» DIRECTION: Reproduce the data below verbatim from the line containing "the person's head" through its final line, and produce nothing more.
## START
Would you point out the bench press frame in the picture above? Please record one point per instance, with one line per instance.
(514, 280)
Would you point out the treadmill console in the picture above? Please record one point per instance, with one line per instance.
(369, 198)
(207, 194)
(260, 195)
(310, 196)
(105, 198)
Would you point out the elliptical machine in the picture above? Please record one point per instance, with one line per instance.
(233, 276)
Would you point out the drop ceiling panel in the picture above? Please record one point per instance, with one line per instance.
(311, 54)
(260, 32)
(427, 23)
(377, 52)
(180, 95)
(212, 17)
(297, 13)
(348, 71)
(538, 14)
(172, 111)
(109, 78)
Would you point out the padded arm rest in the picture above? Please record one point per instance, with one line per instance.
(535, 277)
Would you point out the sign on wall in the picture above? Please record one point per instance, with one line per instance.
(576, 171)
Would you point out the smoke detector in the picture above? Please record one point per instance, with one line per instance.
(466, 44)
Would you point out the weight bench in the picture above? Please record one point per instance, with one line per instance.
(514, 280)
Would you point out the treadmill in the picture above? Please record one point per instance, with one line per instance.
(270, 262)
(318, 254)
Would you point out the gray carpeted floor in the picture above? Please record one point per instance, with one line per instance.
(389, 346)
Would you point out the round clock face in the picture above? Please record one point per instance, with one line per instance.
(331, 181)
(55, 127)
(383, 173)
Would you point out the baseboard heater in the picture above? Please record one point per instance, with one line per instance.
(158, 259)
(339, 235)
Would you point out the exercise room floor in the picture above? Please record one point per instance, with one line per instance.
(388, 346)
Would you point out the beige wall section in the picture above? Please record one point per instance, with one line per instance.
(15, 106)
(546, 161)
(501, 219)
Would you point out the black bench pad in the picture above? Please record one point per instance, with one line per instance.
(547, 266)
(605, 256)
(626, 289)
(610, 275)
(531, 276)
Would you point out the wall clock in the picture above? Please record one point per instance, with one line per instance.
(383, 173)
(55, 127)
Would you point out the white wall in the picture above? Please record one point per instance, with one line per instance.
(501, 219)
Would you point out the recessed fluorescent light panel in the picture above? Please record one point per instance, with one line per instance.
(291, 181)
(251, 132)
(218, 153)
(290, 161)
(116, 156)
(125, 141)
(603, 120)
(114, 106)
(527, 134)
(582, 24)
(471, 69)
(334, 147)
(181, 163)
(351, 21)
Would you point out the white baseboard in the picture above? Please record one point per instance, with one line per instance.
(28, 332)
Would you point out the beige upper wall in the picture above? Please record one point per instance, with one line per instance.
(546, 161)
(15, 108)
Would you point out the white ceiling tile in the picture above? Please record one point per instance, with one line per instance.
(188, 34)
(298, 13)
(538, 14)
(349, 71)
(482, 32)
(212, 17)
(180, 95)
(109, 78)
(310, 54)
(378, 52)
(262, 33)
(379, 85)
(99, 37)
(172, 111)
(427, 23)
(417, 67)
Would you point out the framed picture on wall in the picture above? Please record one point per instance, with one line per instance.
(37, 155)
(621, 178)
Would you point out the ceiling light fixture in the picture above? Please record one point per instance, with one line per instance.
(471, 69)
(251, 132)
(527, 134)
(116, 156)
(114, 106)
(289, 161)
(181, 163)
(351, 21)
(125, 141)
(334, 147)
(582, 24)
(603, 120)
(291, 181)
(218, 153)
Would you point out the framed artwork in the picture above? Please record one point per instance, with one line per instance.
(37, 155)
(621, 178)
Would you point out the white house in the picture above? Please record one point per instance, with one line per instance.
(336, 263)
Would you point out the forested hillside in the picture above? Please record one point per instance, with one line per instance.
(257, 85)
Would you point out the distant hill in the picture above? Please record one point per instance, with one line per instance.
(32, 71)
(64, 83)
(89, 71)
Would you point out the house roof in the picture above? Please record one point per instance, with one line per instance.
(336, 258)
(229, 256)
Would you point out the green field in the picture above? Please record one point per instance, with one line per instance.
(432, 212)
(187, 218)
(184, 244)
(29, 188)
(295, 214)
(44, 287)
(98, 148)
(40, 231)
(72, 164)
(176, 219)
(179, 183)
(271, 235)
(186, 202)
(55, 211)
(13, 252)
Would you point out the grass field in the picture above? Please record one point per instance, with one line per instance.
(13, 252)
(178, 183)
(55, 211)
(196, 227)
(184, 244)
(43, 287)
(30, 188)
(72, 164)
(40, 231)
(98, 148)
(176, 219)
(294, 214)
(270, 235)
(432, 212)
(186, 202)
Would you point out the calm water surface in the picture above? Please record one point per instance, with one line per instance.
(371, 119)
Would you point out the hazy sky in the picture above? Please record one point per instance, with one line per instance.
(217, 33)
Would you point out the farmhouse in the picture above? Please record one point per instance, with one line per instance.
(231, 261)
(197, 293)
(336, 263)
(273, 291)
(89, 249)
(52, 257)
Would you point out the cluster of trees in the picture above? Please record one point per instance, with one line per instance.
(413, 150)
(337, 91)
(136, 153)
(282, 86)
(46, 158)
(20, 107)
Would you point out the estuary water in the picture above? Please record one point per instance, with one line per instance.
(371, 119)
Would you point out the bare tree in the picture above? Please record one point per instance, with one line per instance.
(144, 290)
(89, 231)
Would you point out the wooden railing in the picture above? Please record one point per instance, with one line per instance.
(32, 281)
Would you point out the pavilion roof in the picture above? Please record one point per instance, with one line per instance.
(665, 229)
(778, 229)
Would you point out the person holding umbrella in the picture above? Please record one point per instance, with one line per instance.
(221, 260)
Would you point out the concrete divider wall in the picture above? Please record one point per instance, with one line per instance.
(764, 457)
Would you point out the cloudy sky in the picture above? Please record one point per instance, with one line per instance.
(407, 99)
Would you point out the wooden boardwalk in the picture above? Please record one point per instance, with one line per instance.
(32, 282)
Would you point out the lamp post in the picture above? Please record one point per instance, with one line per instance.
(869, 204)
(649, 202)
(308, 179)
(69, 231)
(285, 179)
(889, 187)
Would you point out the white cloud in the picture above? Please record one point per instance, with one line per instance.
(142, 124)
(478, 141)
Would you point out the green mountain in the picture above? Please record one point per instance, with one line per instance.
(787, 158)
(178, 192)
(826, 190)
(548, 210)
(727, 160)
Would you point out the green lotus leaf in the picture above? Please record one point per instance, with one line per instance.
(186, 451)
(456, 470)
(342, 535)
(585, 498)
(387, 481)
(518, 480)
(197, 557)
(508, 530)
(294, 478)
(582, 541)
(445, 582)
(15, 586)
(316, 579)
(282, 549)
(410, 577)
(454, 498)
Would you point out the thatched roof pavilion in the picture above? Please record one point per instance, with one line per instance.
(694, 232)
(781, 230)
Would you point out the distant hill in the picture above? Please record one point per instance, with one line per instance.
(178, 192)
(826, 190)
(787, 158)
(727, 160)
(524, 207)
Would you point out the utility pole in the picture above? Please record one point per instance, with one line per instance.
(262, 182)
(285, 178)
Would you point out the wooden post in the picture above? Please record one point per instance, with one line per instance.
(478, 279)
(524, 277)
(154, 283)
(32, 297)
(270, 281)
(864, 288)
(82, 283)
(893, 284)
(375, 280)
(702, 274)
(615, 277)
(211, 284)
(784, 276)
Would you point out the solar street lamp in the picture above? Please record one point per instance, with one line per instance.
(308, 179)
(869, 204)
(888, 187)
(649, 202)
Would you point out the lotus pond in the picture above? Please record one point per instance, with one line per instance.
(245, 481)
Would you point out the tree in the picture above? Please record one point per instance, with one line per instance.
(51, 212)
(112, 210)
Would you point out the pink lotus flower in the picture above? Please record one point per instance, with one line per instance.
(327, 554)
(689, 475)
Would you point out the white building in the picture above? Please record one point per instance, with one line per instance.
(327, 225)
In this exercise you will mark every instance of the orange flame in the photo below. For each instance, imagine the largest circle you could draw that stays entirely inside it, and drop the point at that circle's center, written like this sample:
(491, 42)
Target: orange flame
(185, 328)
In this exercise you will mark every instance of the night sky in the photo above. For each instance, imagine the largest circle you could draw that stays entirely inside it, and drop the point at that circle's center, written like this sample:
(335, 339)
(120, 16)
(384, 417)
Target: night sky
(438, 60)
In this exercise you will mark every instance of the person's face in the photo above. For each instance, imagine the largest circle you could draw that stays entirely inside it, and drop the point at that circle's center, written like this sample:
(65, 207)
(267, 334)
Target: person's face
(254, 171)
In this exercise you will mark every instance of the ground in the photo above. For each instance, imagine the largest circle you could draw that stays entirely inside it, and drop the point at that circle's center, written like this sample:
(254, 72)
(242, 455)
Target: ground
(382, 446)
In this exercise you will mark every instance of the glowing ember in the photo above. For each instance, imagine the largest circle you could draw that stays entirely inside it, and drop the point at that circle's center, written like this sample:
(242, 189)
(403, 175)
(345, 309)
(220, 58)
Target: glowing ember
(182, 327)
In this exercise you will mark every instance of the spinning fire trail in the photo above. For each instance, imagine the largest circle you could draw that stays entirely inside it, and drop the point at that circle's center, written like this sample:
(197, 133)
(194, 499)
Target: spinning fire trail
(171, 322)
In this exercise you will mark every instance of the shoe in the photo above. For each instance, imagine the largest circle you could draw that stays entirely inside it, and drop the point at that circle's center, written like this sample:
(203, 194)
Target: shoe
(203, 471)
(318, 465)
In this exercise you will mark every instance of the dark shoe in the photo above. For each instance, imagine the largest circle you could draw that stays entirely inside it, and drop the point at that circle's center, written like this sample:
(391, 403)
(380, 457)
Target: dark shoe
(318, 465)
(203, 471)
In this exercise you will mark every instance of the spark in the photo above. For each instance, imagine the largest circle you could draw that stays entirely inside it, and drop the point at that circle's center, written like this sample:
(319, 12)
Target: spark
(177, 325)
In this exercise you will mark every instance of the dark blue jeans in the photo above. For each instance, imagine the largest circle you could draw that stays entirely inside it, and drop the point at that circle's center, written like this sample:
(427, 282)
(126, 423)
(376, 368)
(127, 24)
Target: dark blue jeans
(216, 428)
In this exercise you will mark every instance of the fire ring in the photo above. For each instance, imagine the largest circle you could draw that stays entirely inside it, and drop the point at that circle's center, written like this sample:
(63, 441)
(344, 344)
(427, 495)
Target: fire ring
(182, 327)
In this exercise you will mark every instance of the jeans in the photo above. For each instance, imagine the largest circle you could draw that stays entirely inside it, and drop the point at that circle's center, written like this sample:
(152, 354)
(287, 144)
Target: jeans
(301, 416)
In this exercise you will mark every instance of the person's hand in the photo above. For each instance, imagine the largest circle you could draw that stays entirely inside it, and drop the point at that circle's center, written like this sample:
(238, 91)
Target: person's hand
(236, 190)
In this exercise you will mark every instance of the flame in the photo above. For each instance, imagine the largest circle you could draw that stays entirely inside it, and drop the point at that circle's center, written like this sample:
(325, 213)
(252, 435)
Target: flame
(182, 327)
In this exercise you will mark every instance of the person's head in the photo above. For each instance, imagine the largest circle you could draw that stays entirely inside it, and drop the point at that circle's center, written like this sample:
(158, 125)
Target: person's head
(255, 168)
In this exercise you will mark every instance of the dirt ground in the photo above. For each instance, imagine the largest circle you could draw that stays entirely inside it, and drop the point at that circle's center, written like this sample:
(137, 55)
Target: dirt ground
## END
» EXPECTED ANSWER:
In this exercise you will mark every instance of the person's head in the photo above. For each instance, imagine the largest circle you could draw that stays entirely inside it, and drop the point at that circle's center, written like this sample:
(158, 125)
Target: person's head
(255, 168)
In this exercise you will mark every instance of the dirt ground in the photo above. For each instance, imagine the largest circle you could draw that stays entirely inside it, and drop the point at that circle's center, written like this sample:
(137, 55)
Target: dirt ground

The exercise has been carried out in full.